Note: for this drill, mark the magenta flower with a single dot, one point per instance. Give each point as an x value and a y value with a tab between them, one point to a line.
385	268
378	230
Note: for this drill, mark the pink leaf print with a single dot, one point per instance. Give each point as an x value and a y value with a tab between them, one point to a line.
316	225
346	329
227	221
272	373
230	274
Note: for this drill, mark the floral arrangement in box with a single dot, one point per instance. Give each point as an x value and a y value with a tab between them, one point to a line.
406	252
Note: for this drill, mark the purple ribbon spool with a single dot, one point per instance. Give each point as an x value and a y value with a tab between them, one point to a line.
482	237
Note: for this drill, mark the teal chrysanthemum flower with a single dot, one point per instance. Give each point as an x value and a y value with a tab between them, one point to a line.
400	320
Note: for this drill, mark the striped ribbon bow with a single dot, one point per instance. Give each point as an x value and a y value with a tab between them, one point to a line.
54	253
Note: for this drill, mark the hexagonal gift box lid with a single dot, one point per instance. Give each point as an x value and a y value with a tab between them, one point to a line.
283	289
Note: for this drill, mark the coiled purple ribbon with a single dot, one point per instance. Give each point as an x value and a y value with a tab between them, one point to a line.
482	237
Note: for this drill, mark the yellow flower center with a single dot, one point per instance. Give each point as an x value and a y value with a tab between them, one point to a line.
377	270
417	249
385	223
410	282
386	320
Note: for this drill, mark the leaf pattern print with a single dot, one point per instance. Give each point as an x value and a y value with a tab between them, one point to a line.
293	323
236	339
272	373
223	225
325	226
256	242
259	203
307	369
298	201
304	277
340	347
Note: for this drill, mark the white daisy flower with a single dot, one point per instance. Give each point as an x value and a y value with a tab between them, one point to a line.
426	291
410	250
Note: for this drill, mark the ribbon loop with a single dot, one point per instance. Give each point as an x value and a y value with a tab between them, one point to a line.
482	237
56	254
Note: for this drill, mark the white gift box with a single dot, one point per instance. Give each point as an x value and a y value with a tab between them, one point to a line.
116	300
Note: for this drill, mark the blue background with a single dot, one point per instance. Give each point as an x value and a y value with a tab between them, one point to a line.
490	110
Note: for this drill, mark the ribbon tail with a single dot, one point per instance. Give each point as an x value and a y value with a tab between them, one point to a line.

- - - -

▶ _Directive_: Turn all the rows above into a numbered list, skipping any blank lines.

▶ _Result of the task_:
1. Note: for this drill, mark the magenta flower with a single dot, one point per instance. Give each point as an x value and a y value with a tab between them, one point to a line.
2. 385	268
3. 378	230
4. Note: for this drill, mark the pink leaf print with a single dot, one point per instance. Give each point as an x value and a y value with a tab between them, one point to a line.
5. 316	225
6. 346	329
7. 227	221
8. 272	373
9. 230	274
10. Note: for this drill, mark the floral arrangement in box with a single dot, one point per instance. Give each point as an x value and a y value with a tab between them, one point to a line.
11. 406	252
12. Note: for this drill, mark the purple ribbon spool with a single dot, one point per instance. Give each point as an x value and a y value with a tab between them, one point to a line.
13. 482	237
14. Note: for this drill, mark the teal chrysanthemum flower with a single dot, one point per instance. Give each point as an x value and a y value with a tab between them, one point to a line.
15. 400	320
16. Note: for this drill, mark the striped ribbon bow with a single dot, one point per instance. Give each point as an x value and a y value with a tab between them, one point to a line.
17. 54	253
18. Note: for this drill, mark the hexagonal gift box lid with a single dot, one point per instance. Give each point as an x value and a y value with a tab between them, one point to a line.
19. 283	289
20. Note: for this drill, mark the coiled purple ribbon with a single dot, one point per instance. Give each point as an x value and a y value with a tab between them, one point to a line.
21. 482	237
22. Note: for this drill, mark the yellow flower center with a single dot, one point per instance. Give each point as an x value and a y value with a tab between them, one point to a line.
23. 377	270
24. 417	249
25. 385	223
26. 410	282
27. 386	320
28. Note: for this drill, mark the leaf pattern print with a single dot, one point per instance. Give each point as an x value and a y value with a tab between them, one point to a line.
29. 293	323
30. 236	339
31. 272	373
32. 223	225
33. 325	226
34. 256	242
35. 259	203
36. 307	369
37. 298	201
38. 304	277
39. 340	347
40. Note: for this drill, mark the white daisy flower with a single dot, one point per instance. Give each point as an x value and a y value with a tab between them, one point to a line.
41. 426	291
42. 410	250
43. Note: for this drill, mark the ribbon loop with a single dot, one point per instance. Give each point as an x value and a y value with a tab between them, one point to a line.
44. 482	237
45. 56	254
46. Note: for this drill, mark the white gift box with a single dot, one point per instance. Give each point as an x value and a y value with a tab between them, one point to a line.
47. 116	300
48. Note: for this drill, mark the blue background with a single dot, one point per instance. Give each point as an x value and a y value with a tab between them, one point to a line.
49. 490	110
50. Note: for this drill, mark the ribbon tail with a single dot, one point per instance. Give each point as an x value and a y value with a tab between them, one point to a line.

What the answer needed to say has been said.